Public Policy behind Sec. 619
The public policy behind the Volcker Rule is fairly apparent. As the Chairman of the Federal Reserve from 1979-87, Paul Volcker (and the rule that bears his name) seeks a nostalgic return to a time when he was directing US monetary policy – specifically, a time before the Gramm-Leach-Bliley Act (“GLB”). GLB was passed in 1999 primarily as a means to repeal the restrictive provisions of the Banking Act of 1933 (known as the Glass-Steagall Act), which imposed anti-speculation provisions separating Wall Street investment banks from depository institutions.
The logic behind Glass-Steagall was that because depository institutions are so important to a large majority of Americans (i.e., they hold everyone’s money) we don’t need to subject them to further peril via pro-risk investment banks. If the risky bets went poorly, those bank deposits would be insured by the Federal Deposit Insurance Corporation (“FDIC”), but the government would then be burdened by the cost of replacing these insured funds via the FDIC. The combination of investment banking and depository institutions can also lead to conflicts of interest between the depository banks’ management and the customers whose deposits they hold. Its repeal, via GLB, was supported by the premise that many international banking institutions did not have such legislative separation requirements, and therefore the premise that this separation would work in practice, was sound. Additionally, increased international competition called for a leveling of the playing field between US banks and their international rivals.
However, in leveling that playing field and allowing the banks to compete with their international rivals (since GLB in 1999) many banks immediately grew to previously unseen, behemoth proportions and some eventually became “too big to fail”. Id. This is another crux of the Volcker rule’s policy as a whole. By limiting bank growth via these restrictions, we won’t have to combat “too big to fail” again in the future. Id.
While the policy behind this objective is sound, the methodology behind it is over-reaching or, at best, inaccurate. That is, the most recent financial crisis was in no large part the result of the items addressed by section 619. Commercial paper did not dry up because of proprietary trading, nor was bad consumer mortgage debt securitized and tranched through sponsorship of hedge or private equity funds by banking entities. While neither Paul Volcker nor the drafters of the bill specifically claim that to be the case, the rule’s sweeping changes which bring the US financial system back to a pre-GBL era are an equally excessive response to the minimal role played in the financial crisis by the acts this rule prohibits. What, then, could be the reason for such expansive regulatory responses (such as section 619) if they are not geared at correcting the wrongs at issue in the crisis?

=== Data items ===

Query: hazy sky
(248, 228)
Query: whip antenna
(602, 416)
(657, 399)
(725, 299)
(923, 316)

=== Problems ===
(A) Answer these questions using the passage on the Volcker Rule:
(i) During which years did Paul Volcker chair the Federal Reserve?
(ii) In what year was the Gramm-Leach-Bliley Act passed?
(iii) Which agency would insure bank deposits if risky bets went poorly?
(B) Write the next paragraph of the passage on the Volcker Rule, picking up after its closing question.
The lines above are not needed.

=== Results ===
(A)
(i) 1979-87
(ii) 1999
(iii) The Federal Deposit Insurance Corporation (FDIC)

(B)
To solve this query, one needs to look no further than a simple textual analysis – not of the Act, but the rhetoric that birthed it. In January 2010, when President Obama indicated that the motives behind his upcoming financial reform initiative were to prevent another “binge of irresponsibility” and “reckless risks in pursuit of quick profits and massive bonuses” he hinted that the motives behind this legislation might be political in nature. Not party politics, but political in that they were aimed at directing the focus of public economic displeasure away from the government (and specifically his administration) toward the greedy group that was even less popular than the government: Wall Street.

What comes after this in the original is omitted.